Given request
Recast every line of the rows below as a JSON list of strings, one string per line, with blank lines left out.

(Point labels for objects)
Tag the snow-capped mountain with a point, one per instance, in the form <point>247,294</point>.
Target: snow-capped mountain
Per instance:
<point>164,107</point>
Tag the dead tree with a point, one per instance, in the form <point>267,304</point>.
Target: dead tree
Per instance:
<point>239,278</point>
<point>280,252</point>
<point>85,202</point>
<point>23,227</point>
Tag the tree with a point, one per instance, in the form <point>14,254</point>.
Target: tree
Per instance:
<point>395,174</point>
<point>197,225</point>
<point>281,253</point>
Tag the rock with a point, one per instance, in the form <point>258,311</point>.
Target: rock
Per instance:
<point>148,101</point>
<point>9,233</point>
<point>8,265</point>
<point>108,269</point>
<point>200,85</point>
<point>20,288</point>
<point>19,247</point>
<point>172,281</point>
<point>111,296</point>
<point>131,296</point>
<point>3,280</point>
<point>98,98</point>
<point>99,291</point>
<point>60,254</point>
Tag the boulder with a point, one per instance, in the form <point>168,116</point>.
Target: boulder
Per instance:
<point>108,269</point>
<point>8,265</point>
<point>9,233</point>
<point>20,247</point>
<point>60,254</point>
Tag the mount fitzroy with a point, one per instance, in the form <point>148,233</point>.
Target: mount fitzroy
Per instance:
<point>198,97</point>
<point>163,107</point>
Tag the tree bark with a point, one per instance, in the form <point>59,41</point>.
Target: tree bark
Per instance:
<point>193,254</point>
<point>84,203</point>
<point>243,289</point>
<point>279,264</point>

Finished task
[
  "Tag the snow-capped mountain with a point, one per instance, in the form <point>247,294</point>.",
  "Target: snow-capped mountain",
  "Per instance:",
  "<point>164,107</point>",
  "Tag the dead tree with a point, one per instance, in the form <point>267,304</point>.",
  "Target: dead tree",
  "Per instance:",
  "<point>239,278</point>",
  "<point>280,252</point>",
  "<point>85,202</point>",
  "<point>23,227</point>",
  "Tag the tree with a point, one per instance, in the form <point>14,254</point>.",
  "Target: tree",
  "Per instance:",
  "<point>395,174</point>",
  "<point>197,225</point>",
  "<point>281,253</point>",
  "Tag the rock with a point, one per instance, in the form <point>258,311</point>.",
  "Target: rock",
  "Per instance:",
  "<point>148,101</point>",
  "<point>9,233</point>",
  "<point>8,265</point>",
  "<point>108,269</point>",
  "<point>200,85</point>",
  "<point>20,288</point>",
  "<point>19,247</point>",
  "<point>172,281</point>",
  "<point>111,296</point>",
  "<point>131,296</point>",
  "<point>3,280</point>",
  "<point>98,98</point>",
  "<point>99,291</point>",
  "<point>60,254</point>",
  "Tag the boulder with a point, one per instance, in the form <point>168,116</point>.",
  "Target: boulder",
  "Per instance:",
  "<point>108,269</point>",
  "<point>8,265</point>",
  "<point>9,233</point>",
  "<point>20,247</point>",
  "<point>60,254</point>",
  "Tag the mount fitzroy with a point, one per instance, in the form <point>148,233</point>.",
  "Target: mount fitzroy",
  "Per instance:",
  "<point>198,97</point>",
  "<point>163,107</point>",
  "Tag the tree bark with a point, one per instance, in the form <point>59,41</point>.",
  "Target: tree bark",
  "Per instance:",
  "<point>193,254</point>",
  "<point>84,203</point>",
  "<point>243,289</point>",
  "<point>279,264</point>"
]